Among the entries below, how many lines include "collar"? Answer with the number only.

_ _ _

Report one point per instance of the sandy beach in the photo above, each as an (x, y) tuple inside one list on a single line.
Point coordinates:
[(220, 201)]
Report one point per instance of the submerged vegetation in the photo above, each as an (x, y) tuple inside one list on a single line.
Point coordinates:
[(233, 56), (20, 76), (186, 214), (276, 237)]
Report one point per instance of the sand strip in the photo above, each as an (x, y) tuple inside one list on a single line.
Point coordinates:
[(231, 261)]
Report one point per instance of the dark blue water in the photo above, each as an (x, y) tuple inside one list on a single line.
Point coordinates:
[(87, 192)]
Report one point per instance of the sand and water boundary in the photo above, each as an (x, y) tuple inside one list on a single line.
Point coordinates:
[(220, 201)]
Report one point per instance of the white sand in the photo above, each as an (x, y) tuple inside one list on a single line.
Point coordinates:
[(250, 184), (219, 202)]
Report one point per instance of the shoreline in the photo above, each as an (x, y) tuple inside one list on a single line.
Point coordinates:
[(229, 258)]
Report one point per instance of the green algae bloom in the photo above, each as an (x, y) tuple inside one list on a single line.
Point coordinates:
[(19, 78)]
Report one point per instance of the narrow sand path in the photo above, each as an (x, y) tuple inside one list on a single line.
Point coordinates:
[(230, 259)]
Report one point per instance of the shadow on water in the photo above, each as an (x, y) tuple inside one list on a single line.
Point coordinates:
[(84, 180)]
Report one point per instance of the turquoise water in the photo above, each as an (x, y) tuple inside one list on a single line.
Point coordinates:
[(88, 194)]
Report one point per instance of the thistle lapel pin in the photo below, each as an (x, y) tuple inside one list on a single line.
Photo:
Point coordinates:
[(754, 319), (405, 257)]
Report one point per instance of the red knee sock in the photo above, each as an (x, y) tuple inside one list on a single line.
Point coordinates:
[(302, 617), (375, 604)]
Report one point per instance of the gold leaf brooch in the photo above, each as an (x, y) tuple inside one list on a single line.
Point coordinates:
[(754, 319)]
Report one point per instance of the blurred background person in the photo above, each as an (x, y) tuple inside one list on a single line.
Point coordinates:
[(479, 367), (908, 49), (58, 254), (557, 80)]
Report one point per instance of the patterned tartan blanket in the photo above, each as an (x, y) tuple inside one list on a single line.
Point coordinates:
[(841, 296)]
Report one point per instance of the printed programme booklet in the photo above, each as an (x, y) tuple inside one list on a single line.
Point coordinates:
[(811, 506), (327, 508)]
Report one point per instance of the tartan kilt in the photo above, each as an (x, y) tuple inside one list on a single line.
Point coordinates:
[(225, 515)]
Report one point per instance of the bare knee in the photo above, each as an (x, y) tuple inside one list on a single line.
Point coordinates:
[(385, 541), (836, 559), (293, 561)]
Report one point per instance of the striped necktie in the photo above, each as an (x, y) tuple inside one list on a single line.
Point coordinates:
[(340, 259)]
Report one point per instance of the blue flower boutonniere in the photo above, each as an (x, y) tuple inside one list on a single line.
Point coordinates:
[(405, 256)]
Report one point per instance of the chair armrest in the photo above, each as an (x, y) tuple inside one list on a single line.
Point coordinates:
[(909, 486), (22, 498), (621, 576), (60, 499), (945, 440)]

_ _ _

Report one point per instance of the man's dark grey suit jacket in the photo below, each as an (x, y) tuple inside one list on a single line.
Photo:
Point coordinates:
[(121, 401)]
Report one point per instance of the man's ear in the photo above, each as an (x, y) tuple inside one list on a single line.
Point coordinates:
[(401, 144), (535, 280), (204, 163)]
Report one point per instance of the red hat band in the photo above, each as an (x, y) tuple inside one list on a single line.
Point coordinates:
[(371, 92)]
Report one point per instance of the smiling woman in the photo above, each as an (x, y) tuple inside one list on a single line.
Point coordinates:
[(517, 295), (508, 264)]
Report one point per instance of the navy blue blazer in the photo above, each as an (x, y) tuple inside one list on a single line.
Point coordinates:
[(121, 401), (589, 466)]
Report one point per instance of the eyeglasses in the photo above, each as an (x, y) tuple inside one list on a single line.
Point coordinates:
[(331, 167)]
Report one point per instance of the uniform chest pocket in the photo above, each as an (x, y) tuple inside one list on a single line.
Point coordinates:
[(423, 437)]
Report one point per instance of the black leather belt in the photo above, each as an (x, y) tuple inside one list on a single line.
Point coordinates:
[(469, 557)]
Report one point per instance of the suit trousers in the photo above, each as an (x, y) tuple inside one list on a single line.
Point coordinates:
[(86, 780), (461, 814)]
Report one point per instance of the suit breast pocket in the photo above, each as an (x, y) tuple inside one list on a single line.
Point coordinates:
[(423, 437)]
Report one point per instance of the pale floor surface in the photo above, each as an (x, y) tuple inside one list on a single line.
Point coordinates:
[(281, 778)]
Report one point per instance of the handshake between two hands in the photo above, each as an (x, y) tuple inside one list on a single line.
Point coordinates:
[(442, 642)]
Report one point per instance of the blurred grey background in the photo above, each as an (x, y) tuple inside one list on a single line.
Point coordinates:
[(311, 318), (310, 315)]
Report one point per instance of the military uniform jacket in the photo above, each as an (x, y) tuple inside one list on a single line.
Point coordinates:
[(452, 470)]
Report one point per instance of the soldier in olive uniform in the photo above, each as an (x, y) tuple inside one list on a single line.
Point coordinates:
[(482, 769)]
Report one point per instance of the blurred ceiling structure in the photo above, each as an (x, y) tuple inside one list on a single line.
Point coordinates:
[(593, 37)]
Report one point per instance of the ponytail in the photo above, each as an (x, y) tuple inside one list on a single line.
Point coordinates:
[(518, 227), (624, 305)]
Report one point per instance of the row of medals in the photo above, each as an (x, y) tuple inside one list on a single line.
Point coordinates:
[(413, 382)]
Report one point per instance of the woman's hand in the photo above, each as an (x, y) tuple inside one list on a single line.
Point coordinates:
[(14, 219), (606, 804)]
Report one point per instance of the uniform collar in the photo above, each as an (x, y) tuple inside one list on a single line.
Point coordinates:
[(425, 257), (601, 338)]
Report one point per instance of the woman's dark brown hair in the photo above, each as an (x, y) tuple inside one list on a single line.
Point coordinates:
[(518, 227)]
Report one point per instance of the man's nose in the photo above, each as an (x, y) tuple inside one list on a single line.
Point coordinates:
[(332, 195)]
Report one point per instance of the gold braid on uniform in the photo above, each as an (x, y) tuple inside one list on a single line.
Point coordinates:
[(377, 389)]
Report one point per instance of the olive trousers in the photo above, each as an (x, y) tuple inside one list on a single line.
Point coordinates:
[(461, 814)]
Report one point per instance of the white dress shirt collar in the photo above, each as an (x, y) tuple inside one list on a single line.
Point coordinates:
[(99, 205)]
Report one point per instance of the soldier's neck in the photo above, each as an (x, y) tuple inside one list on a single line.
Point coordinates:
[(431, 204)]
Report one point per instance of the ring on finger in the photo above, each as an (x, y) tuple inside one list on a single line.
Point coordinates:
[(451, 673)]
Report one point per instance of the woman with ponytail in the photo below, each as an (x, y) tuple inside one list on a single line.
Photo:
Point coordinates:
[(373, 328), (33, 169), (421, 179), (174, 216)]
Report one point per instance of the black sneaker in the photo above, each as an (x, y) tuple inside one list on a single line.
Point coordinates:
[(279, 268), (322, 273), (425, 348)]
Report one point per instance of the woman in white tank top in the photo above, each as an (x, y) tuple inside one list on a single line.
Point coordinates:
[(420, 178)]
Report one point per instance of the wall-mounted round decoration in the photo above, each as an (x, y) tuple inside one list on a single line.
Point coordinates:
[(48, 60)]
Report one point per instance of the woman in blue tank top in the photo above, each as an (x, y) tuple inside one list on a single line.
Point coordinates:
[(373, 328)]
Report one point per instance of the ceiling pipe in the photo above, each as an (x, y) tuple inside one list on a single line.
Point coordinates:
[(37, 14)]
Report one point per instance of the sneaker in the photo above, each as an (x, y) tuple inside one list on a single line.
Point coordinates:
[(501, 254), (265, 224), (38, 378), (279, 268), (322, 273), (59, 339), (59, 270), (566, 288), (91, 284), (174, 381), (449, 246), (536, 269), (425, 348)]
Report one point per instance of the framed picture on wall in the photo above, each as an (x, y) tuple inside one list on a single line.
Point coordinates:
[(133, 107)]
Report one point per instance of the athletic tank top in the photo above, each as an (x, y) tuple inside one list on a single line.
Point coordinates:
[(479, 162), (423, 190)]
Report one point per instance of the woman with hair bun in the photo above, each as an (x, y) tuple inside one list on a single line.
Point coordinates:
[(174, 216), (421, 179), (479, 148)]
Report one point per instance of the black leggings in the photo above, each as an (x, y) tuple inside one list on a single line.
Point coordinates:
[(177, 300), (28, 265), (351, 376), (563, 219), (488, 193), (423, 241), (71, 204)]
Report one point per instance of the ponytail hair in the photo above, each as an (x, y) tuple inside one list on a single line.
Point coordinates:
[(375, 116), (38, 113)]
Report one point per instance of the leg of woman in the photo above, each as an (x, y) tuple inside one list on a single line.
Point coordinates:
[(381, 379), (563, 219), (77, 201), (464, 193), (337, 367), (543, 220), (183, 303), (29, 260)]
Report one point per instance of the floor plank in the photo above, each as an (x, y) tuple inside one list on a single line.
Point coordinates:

_ _ _

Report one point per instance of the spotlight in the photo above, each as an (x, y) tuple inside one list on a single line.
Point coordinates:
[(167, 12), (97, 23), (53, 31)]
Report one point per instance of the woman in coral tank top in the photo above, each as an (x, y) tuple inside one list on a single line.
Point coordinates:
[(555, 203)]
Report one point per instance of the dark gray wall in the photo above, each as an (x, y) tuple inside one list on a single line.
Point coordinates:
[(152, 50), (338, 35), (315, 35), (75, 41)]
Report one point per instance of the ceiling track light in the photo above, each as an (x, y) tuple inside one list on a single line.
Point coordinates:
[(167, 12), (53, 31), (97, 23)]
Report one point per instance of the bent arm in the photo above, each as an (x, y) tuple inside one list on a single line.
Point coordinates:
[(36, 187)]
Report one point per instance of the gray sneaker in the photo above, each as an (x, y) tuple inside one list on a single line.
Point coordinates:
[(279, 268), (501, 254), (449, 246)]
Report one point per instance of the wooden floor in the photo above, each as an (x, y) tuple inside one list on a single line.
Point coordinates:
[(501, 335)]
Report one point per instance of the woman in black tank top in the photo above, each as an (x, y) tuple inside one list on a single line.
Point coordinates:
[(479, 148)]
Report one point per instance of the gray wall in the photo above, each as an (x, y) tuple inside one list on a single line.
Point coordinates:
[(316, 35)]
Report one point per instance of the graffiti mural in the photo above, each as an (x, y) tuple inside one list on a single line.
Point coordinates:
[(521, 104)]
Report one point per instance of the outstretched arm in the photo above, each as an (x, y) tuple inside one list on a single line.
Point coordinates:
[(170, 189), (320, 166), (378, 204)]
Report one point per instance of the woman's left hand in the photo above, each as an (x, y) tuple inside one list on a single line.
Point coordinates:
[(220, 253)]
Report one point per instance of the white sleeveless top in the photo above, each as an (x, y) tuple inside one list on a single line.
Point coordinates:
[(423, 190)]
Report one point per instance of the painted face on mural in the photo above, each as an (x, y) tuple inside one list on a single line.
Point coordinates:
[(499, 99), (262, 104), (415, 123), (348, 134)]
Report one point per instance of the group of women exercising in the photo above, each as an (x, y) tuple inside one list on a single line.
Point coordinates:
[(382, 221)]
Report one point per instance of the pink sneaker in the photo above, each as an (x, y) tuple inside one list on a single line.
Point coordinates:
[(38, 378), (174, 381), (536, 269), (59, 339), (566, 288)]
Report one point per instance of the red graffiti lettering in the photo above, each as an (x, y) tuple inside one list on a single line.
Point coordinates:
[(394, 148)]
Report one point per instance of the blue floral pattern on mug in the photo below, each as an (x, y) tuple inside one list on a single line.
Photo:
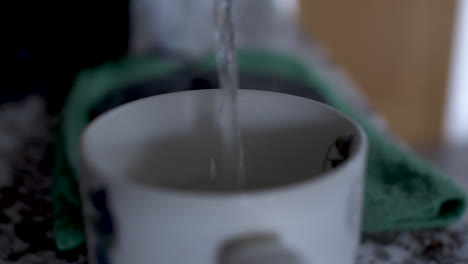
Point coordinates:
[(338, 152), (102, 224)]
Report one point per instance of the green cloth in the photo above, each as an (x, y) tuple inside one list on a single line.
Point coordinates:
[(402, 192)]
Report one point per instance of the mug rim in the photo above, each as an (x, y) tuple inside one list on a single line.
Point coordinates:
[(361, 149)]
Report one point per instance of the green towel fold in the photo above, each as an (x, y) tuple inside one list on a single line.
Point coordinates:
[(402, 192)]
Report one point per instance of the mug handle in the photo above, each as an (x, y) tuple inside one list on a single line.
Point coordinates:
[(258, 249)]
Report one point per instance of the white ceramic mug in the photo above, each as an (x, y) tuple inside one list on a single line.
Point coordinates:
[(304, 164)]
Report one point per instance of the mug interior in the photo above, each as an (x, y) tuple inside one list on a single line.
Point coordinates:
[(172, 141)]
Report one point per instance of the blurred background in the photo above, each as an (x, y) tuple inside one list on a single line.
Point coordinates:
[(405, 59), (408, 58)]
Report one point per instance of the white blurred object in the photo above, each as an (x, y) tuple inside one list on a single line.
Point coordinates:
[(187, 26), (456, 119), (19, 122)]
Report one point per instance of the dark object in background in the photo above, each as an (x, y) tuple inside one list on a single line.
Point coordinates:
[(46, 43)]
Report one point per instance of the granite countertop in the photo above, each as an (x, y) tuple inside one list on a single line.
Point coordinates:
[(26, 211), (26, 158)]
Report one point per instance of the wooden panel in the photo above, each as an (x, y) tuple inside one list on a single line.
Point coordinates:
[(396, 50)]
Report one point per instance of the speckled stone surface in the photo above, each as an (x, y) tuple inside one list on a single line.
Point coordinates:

_ _ _

## Response to this task
2